Required action: From the first line to the last, print the data exactly as it appears.

Data provided:
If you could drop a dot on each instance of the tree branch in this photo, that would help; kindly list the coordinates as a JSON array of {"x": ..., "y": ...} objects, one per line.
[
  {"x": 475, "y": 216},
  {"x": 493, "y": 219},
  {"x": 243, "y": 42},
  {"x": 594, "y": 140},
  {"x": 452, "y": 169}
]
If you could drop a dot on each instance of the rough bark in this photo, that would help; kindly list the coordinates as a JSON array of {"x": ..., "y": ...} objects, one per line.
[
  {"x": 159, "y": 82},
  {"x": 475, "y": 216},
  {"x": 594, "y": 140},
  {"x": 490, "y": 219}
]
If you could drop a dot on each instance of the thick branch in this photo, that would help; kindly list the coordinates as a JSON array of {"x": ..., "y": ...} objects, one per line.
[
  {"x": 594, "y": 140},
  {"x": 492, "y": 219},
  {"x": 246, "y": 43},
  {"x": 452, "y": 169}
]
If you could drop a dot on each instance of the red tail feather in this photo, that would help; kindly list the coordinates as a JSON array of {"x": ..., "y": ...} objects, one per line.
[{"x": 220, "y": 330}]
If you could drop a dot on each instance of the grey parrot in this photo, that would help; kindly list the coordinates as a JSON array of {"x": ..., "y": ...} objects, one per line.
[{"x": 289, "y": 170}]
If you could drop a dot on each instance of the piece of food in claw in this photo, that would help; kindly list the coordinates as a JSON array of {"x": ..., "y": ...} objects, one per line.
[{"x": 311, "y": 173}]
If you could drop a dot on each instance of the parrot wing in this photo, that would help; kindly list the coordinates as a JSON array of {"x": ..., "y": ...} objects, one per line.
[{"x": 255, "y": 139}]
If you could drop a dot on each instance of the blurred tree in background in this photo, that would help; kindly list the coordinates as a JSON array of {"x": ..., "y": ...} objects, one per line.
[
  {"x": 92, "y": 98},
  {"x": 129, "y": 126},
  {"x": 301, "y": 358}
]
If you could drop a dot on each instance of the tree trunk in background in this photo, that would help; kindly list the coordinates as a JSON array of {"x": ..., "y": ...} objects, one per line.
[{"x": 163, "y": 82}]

Task response:
If you could drop a dot on each instance of the tree branch in this photo, that would help; kindly list the coordinates as a JSON array of {"x": ..., "y": ...} objects, one per line.
[
  {"x": 475, "y": 216},
  {"x": 493, "y": 219},
  {"x": 243, "y": 42},
  {"x": 594, "y": 140},
  {"x": 452, "y": 169}
]
If you could drop a dot on each instance of the rough bark in this photo, that would help; kindly list the coordinates as a JSON array of {"x": ..., "y": ...} objects, one per line.
[
  {"x": 159, "y": 82},
  {"x": 475, "y": 216},
  {"x": 594, "y": 140},
  {"x": 490, "y": 219}
]
If you could drop a dot on each instance of the thick branch in this photo, that would help; kindly list the coordinates as a JSON array of {"x": ..., "y": ...} objects, one per line.
[
  {"x": 594, "y": 140},
  {"x": 492, "y": 219},
  {"x": 246, "y": 43},
  {"x": 452, "y": 169}
]
If you could drop a dot on each instance of the red tail feather in this photo, that would help; kindly list the coordinates as a JSON array of {"x": ..., "y": ...} objects, one per line.
[{"x": 220, "y": 330}]
If you could drop a dot on each instance of the grey parrot in this photo, that would help; kindly list the coordinates as a JSON array of {"x": ..., "y": ...} objects, one per line.
[{"x": 289, "y": 170}]
If you could drop a dot on each instance of the piece of food in claw in this photo, that would help; kindly list the coordinates as a JSON array of {"x": ..., "y": ...} objects, one per line.
[{"x": 311, "y": 173}]
If you could drop a dot on each instance of the parrot wing in this photo, that would help; kindly list the coordinates as a JSON array of {"x": ..., "y": ...} objects, one per line.
[{"x": 255, "y": 139}]
If you could drop a dot on each instance of the blurred tree in background in this photo, that would help; kindly list the coordinates as a JSON array of {"x": ..., "y": ...} objects, one per line.
[
  {"x": 92, "y": 98},
  {"x": 129, "y": 126},
  {"x": 301, "y": 358}
]
If you could drop a dot on each instance of the tree trunk in background in this photo, that would help; kindly list the coordinates as a JSON array of {"x": ..., "y": ...} objects, one per line.
[{"x": 163, "y": 82}]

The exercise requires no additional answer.